■ **Trecho selecionado**:
A resposta inicial de muitos negros foi favorável, e a reputação do partido como uma organização revolucionária identificada com a União Soviética provavelmente era mais ajuda que obstáculo. A camada superior dos negros, buscando respeitabilidade, tendia a distanciar-se de todo o radical; porém as bases, os mais pobres entre os pobres que não tinham nada que perder, não tinham medo. O partido incorporou milhares de militantes negros nos anos 30 e se converteu, por um tempo, em uma força real dentro da comunidade negra. A causa principal disto era sua política sobre a questão da igualdade de direitos, sua atitude geral – a qual havia aprendido dos russos – e sua atividade em torno da nova linha.

Nos anos 30, a influência e a ação do Partido Comunista não se restringia à questão dos “direitos civis” em geral. Também atuava poderosamente para dar nova forma ao movimento operário e auxiliar os operários negros a conseguir neste movimento o lugar que anteriormente lhes havia sido negado. Os mesmos operários negros, que haviam contribuido nas grandes lutas para criar os novos sindicatos, pressionavam a favor de suas próprias reivindicações mais vigorosamente que em nenhum período anterior.10 Mas necessitavam de ajuda, necessitavam de aliados.

Os militantes do Partido Comunista começaram a desempenhar este papel no momento crítico dos dias formativos dos novos sindicatos. A política e a agitação do Partido Comunista neste período fizeram mais, dez vezes mais, que qualquer outra força para ajudar os operários negros a assumir um novo status de, pelo menos, semi-cidadania dentro do novo movimento sindical criado nos anos 30 sob a bandeira do CIO.

É freqüente atribuir o progresso do movimento negro, e a mudança da opinião pública a favor de suas reivindicações, às mudanças produzidas pela Primeira Guerra Mundial. Mas o resultado mais importante da Primeira Guerra Mundial, o acontecimento que mudou tudo, incluindo as perspectivas para os negros norte-americanos, foi a Revolução Russa. A influência de Lenin e da Revolução Russa – apesar de ser degradada e distorcida como foi posteriormente por Stalin, e depois filtrada através das atividades do Partido Comunista dos Estados Unidos – contribuiu, mais que qualquer outra influência, de qualquer fonte, para o reconhecimento, e a aceitação mais ou menos geral, da questão negra como um problema especial da sociedade norte-americana; um problema que não pode ser colocado simplesmente sob o cabeçalho do conflito entre capital e trabalho, como fazia o movimento radical pré-comunista.

■ **Registros fornecidos**:
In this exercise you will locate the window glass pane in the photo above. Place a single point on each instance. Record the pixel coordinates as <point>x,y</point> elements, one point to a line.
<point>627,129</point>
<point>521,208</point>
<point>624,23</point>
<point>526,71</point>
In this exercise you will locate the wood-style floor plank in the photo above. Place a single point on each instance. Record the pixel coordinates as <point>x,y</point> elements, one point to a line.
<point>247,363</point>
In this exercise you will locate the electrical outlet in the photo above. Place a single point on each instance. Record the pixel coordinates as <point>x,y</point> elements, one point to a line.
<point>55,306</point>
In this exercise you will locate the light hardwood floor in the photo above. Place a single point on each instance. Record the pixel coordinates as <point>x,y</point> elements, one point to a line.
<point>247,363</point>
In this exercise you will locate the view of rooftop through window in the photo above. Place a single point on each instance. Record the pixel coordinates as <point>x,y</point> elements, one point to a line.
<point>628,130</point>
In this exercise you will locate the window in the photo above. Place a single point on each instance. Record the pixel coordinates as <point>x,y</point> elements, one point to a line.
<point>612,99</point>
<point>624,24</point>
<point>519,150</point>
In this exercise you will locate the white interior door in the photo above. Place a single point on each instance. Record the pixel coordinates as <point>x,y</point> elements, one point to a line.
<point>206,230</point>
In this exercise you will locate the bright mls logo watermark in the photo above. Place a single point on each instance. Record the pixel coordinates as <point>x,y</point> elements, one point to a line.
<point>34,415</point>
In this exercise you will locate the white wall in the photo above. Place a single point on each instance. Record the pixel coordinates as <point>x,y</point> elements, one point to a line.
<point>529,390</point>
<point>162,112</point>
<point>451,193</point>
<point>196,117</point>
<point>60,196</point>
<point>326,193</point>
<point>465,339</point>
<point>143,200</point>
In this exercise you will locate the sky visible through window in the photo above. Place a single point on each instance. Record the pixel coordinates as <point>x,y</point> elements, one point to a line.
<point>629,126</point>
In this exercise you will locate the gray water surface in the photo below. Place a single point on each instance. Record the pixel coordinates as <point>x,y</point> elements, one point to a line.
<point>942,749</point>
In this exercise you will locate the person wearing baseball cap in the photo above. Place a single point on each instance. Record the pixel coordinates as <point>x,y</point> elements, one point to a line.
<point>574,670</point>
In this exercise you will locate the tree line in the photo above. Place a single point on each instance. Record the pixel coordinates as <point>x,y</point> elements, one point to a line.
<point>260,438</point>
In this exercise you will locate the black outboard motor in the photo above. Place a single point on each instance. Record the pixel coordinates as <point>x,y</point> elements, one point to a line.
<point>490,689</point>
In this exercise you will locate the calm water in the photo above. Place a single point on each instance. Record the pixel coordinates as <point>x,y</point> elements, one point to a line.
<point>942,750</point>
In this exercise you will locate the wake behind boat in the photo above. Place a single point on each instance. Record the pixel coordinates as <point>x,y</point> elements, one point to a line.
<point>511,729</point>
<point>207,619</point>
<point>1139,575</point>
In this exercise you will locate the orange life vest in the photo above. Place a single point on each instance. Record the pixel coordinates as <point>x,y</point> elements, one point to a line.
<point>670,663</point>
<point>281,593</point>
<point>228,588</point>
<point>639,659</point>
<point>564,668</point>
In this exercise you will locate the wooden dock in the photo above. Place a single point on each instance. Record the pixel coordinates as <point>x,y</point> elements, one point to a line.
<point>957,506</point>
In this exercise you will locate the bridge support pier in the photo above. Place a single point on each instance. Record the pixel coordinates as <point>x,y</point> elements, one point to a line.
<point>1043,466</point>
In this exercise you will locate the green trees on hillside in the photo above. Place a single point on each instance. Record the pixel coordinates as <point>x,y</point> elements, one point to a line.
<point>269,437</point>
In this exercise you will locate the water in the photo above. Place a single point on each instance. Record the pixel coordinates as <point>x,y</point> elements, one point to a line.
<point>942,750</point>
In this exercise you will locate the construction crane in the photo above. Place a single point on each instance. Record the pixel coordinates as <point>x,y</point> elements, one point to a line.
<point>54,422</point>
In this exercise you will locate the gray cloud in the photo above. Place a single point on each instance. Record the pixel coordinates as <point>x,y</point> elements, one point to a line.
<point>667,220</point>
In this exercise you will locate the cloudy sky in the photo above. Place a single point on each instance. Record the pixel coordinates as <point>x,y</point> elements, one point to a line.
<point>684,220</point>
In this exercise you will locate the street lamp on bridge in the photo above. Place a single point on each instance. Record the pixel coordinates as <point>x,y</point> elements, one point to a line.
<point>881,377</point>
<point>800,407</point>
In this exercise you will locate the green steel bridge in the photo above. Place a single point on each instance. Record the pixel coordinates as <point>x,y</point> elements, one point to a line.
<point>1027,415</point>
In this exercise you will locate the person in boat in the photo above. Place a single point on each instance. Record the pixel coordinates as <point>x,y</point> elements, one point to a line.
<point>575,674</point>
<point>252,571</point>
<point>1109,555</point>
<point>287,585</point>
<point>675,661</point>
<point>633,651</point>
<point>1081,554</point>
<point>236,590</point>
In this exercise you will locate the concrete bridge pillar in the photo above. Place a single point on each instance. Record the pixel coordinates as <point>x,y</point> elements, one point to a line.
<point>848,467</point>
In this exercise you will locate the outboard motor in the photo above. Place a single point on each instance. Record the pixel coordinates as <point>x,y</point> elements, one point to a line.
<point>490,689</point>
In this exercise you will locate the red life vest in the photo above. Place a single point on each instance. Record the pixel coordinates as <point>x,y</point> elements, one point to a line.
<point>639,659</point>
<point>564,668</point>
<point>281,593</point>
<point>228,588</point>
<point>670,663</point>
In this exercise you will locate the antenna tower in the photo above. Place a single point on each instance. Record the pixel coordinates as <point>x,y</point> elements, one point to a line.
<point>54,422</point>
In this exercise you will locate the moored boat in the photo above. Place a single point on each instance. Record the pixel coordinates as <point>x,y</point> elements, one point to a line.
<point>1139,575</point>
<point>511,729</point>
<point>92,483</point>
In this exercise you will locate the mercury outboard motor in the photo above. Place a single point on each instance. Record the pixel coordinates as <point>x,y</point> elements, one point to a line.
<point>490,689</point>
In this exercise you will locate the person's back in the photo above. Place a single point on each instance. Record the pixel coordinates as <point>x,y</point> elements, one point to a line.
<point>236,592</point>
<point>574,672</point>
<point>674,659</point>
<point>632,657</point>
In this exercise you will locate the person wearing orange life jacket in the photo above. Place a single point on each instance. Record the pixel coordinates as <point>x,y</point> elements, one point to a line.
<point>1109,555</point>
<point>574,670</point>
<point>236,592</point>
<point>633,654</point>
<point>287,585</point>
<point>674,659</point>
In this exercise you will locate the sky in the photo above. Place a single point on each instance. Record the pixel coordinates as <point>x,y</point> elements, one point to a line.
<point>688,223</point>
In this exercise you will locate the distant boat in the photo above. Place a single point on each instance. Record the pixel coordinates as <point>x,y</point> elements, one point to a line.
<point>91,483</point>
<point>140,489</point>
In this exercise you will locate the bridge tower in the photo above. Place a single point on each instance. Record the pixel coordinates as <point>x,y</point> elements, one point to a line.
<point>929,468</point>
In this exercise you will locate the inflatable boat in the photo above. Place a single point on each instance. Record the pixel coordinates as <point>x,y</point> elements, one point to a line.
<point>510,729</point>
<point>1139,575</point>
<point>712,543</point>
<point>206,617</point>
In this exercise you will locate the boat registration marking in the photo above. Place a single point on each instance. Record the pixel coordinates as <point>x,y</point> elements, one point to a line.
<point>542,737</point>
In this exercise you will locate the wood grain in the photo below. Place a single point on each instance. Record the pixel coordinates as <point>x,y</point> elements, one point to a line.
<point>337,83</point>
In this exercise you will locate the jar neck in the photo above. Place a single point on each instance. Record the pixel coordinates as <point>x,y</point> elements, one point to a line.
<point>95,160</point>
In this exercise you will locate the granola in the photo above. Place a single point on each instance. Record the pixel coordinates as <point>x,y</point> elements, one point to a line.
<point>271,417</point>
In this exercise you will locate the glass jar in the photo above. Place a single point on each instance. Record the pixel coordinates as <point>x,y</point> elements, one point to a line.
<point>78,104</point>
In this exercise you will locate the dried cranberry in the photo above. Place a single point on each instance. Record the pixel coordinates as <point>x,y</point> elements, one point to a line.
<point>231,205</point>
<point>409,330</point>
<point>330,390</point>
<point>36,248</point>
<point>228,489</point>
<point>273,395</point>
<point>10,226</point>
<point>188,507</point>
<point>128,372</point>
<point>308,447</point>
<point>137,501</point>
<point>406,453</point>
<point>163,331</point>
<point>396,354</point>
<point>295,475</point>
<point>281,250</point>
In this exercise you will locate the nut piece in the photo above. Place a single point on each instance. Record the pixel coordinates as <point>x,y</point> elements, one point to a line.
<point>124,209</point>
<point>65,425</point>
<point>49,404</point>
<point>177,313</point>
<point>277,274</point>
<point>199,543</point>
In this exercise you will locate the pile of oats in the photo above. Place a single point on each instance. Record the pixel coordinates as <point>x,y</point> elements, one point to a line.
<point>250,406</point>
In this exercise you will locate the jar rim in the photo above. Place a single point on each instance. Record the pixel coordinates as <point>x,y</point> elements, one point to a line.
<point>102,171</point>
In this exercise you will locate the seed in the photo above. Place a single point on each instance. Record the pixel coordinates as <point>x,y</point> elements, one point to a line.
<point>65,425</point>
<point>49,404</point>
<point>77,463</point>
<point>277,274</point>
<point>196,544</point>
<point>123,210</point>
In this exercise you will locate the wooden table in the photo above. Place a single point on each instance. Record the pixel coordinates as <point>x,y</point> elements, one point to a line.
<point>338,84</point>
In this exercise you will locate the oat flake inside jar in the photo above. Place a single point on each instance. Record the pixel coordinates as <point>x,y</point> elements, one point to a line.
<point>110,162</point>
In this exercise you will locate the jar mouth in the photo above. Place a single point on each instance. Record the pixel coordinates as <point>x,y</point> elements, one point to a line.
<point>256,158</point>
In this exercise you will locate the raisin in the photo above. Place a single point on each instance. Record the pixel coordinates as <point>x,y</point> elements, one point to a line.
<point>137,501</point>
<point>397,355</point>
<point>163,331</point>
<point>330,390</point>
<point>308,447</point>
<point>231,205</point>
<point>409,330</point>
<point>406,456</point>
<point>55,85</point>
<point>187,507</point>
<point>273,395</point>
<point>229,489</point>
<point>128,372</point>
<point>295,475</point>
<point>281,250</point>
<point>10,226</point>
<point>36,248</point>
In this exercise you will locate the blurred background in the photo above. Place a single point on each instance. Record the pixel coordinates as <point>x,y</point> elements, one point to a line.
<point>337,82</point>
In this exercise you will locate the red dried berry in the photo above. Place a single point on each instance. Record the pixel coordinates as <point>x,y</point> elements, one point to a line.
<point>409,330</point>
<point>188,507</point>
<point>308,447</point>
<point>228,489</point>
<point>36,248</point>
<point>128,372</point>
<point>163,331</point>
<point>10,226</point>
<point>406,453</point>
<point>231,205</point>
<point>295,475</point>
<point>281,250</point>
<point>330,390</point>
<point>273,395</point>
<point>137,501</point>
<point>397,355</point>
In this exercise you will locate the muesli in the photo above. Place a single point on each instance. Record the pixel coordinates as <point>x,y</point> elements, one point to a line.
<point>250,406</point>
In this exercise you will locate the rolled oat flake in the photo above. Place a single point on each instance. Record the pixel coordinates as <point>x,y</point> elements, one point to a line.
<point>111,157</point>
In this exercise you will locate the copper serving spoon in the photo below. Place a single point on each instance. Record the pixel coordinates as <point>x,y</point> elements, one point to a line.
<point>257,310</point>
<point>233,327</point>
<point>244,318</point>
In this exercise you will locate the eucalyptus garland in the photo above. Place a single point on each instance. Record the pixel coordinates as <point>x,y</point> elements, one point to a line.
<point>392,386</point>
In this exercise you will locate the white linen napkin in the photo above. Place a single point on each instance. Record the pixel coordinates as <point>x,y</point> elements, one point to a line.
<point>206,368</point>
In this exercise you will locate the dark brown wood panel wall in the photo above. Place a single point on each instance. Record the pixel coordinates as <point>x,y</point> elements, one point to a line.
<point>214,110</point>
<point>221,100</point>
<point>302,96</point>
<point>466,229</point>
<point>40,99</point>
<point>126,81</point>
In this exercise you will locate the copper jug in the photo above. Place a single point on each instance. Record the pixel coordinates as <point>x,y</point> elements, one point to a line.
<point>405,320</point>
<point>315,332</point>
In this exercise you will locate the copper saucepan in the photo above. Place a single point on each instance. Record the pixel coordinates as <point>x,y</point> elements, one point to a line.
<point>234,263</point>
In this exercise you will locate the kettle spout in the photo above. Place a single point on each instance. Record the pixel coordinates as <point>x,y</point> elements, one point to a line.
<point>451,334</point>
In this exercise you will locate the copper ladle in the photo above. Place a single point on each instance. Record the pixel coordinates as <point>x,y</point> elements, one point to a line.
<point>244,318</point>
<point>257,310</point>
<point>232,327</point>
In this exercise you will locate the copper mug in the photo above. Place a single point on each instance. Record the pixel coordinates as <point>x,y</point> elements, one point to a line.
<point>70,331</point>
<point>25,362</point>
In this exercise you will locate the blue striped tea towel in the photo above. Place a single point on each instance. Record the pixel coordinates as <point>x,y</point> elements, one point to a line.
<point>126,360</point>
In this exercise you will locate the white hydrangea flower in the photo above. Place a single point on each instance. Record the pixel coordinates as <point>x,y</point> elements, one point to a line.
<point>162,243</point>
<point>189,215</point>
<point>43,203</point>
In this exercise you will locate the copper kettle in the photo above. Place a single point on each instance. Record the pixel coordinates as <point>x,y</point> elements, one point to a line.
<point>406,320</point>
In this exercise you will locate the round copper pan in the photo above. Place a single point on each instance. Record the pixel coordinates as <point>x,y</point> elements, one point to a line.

■ **Tarefas**:
• 1. Traduza para o inglês esta frase do trecho sobre o Partido Comunista e os negros norte-americanos: "O partido incorporou milhares de militantes negros nos anos 30 e se converteu, por um tempo, em uma força real dentro da comunidade negra."
• 2. Responda com base no trecho sobre o Partido Comunista e os negros norte-americanos:
(a) Quantos militantes negros o partido incorporou nos anos 30?
(b) Sob a bandeira de qual organização foi criado o novo movimento sindical dos anos 30?
(c) Que acontecimento é apontado como o resultado mais importante da Primeira Guerra Mundial?
• 3. Escreva a continuação do trecho sobre o Partido Comunista e os negros norte-americanos, começando logo depois da última frase apresentada.
Os registros não têm nenhum papel neste trabalho.

■ **Respostas**:
• 1. The party brought in thousands of Black militants in the 1930s and became, for a time, a real force within the Black community.

• 2.
(a) Milhares.
(b) Do CIO.
(c) A Revolução Russa.

• 3.
Se acrescenta algo, mas não muito, ao dizer que o Partido Socialista, os liberais e os dirigentes sindicais mais ou menos progressistas aceitaram a nova definição e outorgaram algum apoio às reivindicações dos negros. Isso é exatamente o que fizeram: aceitaram. Não tinham nenhuma teoria nem política independente desenvolvidas por eles mesmos. De onde iam tirá-las? De suas próprias cabeças? De nenhuma maneira. Todos iam atrás o PC sobre esta questão nos anos 30.

Os trotskistas e outros grupos radicais dissidentes – que também tinham aprendido dos russos – contribuiram com o que puderam para a luta pelos direitos dos negros; mas os stalinistas, dominando o movimento radical, dominavam também os novos acontecimentos no terreno da questão negra.

Tudo o que havia de novo sobre a questão negra veio de Moscou, depois que começava a ressoar em todo o mundo a exigência da Revolução Russa pela liberdade e a igualdade para todos os povos subjugados e todas as raças, para todos os desprezados e rechaçados do mundo. O estrondo continua ressoando, mais forte que nunca, como atestam as manchetes diárias dos jornais.

Os comunistas norte-americanos responderam primeiro, e mais enfaticamente, à nova doutrina que veio da Rússia. Mas o povo negro, e setores significativos da sociedade branca norte-americana, responderam indiretamente, e seguem respondendo, mesmo não reconhecendo isto.

Os atuais líderes oficiais do movimento pelos “direitos civis” dos negros norte-americanos, mais que um pouco surpreendidos frente à crescente combatividade do movimento e o apoio que está conseguindo na população branca do país, pouco suspeitam o quanto o ascendente movimento deve à Revolução Russa que todos eles patrioticamente rechaçam.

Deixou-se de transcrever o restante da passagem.